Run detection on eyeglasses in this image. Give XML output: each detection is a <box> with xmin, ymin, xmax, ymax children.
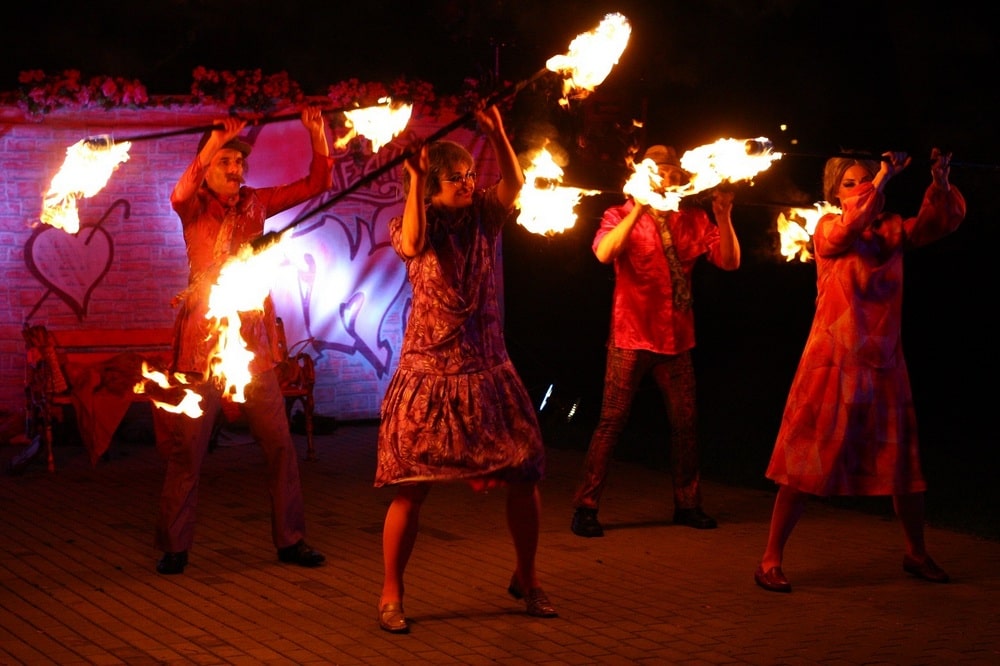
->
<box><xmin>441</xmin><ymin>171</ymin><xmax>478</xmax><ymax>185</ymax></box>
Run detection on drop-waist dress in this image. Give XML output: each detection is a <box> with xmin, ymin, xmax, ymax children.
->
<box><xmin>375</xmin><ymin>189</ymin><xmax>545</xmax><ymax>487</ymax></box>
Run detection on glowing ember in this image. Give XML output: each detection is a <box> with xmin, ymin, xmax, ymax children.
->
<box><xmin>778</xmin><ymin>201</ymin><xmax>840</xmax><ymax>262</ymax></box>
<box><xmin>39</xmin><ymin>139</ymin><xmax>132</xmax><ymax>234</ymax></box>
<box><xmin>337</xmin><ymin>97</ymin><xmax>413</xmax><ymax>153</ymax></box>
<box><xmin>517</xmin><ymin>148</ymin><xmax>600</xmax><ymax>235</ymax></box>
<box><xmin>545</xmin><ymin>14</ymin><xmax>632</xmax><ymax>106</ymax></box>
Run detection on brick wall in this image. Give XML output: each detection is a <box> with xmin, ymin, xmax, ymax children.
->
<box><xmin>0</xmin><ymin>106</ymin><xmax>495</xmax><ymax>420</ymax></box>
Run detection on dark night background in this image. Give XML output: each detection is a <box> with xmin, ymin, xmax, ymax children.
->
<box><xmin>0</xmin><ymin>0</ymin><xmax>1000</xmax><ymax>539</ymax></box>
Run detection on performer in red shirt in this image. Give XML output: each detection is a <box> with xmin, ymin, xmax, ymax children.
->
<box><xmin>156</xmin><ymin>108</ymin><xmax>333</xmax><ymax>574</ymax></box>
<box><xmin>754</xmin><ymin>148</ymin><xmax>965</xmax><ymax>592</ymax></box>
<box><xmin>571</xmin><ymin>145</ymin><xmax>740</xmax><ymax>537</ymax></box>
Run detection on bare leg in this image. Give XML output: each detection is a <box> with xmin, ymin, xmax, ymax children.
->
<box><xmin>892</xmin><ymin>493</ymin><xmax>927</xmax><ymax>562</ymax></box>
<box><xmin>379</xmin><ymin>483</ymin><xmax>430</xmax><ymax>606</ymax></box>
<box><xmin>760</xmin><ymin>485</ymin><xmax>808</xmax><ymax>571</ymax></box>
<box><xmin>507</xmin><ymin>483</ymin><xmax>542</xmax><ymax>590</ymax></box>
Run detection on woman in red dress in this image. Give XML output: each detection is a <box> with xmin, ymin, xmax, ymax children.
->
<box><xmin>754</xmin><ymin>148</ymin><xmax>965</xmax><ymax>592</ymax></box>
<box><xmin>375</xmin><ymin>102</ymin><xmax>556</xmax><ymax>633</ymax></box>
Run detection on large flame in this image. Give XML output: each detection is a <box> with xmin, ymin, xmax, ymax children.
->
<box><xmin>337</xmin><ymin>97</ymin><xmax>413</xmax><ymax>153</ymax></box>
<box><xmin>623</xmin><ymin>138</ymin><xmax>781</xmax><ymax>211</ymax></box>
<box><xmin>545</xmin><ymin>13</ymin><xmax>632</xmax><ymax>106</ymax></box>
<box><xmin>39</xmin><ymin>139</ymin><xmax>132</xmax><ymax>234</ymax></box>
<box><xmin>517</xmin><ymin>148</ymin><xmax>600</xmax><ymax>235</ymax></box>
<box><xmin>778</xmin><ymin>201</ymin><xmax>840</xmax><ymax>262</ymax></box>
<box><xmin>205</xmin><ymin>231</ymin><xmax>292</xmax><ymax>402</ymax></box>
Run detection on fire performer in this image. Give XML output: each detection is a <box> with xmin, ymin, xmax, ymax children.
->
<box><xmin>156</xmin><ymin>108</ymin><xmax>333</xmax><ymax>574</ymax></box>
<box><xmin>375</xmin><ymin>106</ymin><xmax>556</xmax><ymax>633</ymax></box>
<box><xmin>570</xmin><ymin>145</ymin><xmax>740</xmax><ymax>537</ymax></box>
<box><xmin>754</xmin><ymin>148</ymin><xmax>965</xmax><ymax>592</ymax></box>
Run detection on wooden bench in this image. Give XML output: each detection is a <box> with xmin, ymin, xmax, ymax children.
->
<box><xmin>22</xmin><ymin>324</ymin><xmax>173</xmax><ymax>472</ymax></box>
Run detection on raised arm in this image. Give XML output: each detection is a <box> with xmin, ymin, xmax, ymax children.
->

* **WHAT YOU WILL DO**: Express every line of the records above as a JSON list of strings, one string per line, leaving out blank lines and the picture.

* **ANSWER FOR THE TASK**:
[
  "Run detection on eyeglasses in this image. Give XML output: each detection is a <box> with xmin, ymin, xmax, ymax children.",
  "->",
  "<box><xmin>441</xmin><ymin>171</ymin><xmax>478</xmax><ymax>185</ymax></box>",
  "Run detection on drop-waist dress in this image. Give XML output: each detection is a <box> with xmin, ymin, xmax, ymax children.",
  "->",
  "<box><xmin>375</xmin><ymin>189</ymin><xmax>545</xmax><ymax>487</ymax></box>",
  "Run detection on glowing ember in this image. Give XML output: each detection is a <box> with xmin, ymin, xmax, ymax children.",
  "->",
  "<box><xmin>778</xmin><ymin>201</ymin><xmax>840</xmax><ymax>262</ymax></box>",
  "<box><xmin>39</xmin><ymin>139</ymin><xmax>132</xmax><ymax>234</ymax></box>",
  "<box><xmin>337</xmin><ymin>97</ymin><xmax>413</xmax><ymax>153</ymax></box>",
  "<box><xmin>517</xmin><ymin>148</ymin><xmax>600</xmax><ymax>235</ymax></box>",
  "<box><xmin>545</xmin><ymin>14</ymin><xmax>632</xmax><ymax>106</ymax></box>",
  "Run detection on brick wall in this image. Give XML output: each detection is a <box> with xmin, ymin, xmax, ymax children.",
  "->",
  "<box><xmin>0</xmin><ymin>106</ymin><xmax>495</xmax><ymax>420</ymax></box>",
  "Run detection on dark night background in this image. Give XML output: each detection is a <box> with xmin, ymin, xmax, ymax children.",
  "->",
  "<box><xmin>0</xmin><ymin>0</ymin><xmax>1000</xmax><ymax>539</ymax></box>",
  "Run detection on performer in red shirt in this image. Give XML output: each detection is a <box> with xmin, ymin, xmax, ymax children.",
  "->",
  "<box><xmin>156</xmin><ymin>108</ymin><xmax>333</xmax><ymax>574</ymax></box>",
  "<box><xmin>754</xmin><ymin>148</ymin><xmax>965</xmax><ymax>592</ymax></box>",
  "<box><xmin>571</xmin><ymin>145</ymin><xmax>740</xmax><ymax>537</ymax></box>",
  "Run detection on bare leg in this image. Give XML output: each detection is a <box> with xmin, ymin, xmax, ymax children.",
  "->",
  "<box><xmin>892</xmin><ymin>493</ymin><xmax>927</xmax><ymax>562</ymax></box>",
  "<box><xmin>379</xmin><ymin>483</ymin><xmax>430</xmax><ymax>606</ymax></box>",
  "<box><xmin>760</xmin><ymin>485</ymin><xmax>808</xmax><ymax>571</ymax></box>",
  "<box><xmin>507</xmin><ymin>483</ymin><xmax>542</xmax><ymax>590</ymax></box>",
  "Run detection on woman in red dress in this image. Give XML output: each detection is a <box> with xmin, ymin, xmax, ymax children.",
  "->",
  "<box><xmin>754</xmin><ymin>148</ymin><xmax>965</xmax><ymax>592</ymax></box>",
  "<box><xmin>375</xmin><ymin>102</ymin><xmax>556</xmax><ymax>633</ymax></box>",
  "Run detection on large flame in this image. Give XML output: each detection is a <box> with xmin, ymin, xmax, ymax children.",
  "->",
  "<box><xmin>337</xmin><ymin>97</ymin><xmax>413</xmax><ymax>153</ymax></box>",
  "<box><xmin>623</xmin><ymin>138</ymin><xmax>781</xmax><ymax>211</ymax></box>",
  "<box><xmin>545</xmin><ymin>13</ymin><xmax>632</xmax><ymax>106</ymax></box>",
  "<box><xmin>39</xmin><ymin>139</ymin><xmax>132</xmax><ymax>234</ymax></box>",
  "<box><xmin>517</xmin><ymin>148</ymin><xmax>600</xmax><ymax>235</ymax></box>",
  "<box><xmin>778</xmin><ymin>201</ymin><xmax>840</xmax><ymax>262</ymax></box>",
  "<box><xmin>205</xmin><ymin>231</ymin><xmax>292</xmax><ymax>402</ymax></box>",
  "Run detection on fire performer in this image. Give XML output: each detection is a <box> with xmin, ymin, xmax, ymax children.",
  "->",
  "<box><xmin>156</xmin><ymin>108</ymin><xmax>333</xmax><ymax>574</ymax></box>",
  "<box><xmin>375</xmin><ymin>106</ymin><xmax>556</xmax><ymax>633</ymax></box>",
  "<box><xmin>570</xmin><ymin>145</ymin><xmax>740</xmax><ymax>537</ymax></box>",
  "<box><xmin>754</xmin><ymin>148</ymin><xmax>965</xmax><ymax>592</ymax></box>",
  "Run detection on wooden bench in this image. Give XML output: each detection is a <box> with xmin, ymin, xmax, ymax children.",
  "->",
  "<box><xmin>22</xmin><ymin>324</ymin><xmax>173</xmax><ymax>472</ymax></box>",
  "Run detection on raised arm in this image. Give XML output: each detection is a <box> with xmin, ymin, xmax, ymax children.",
  "->"
]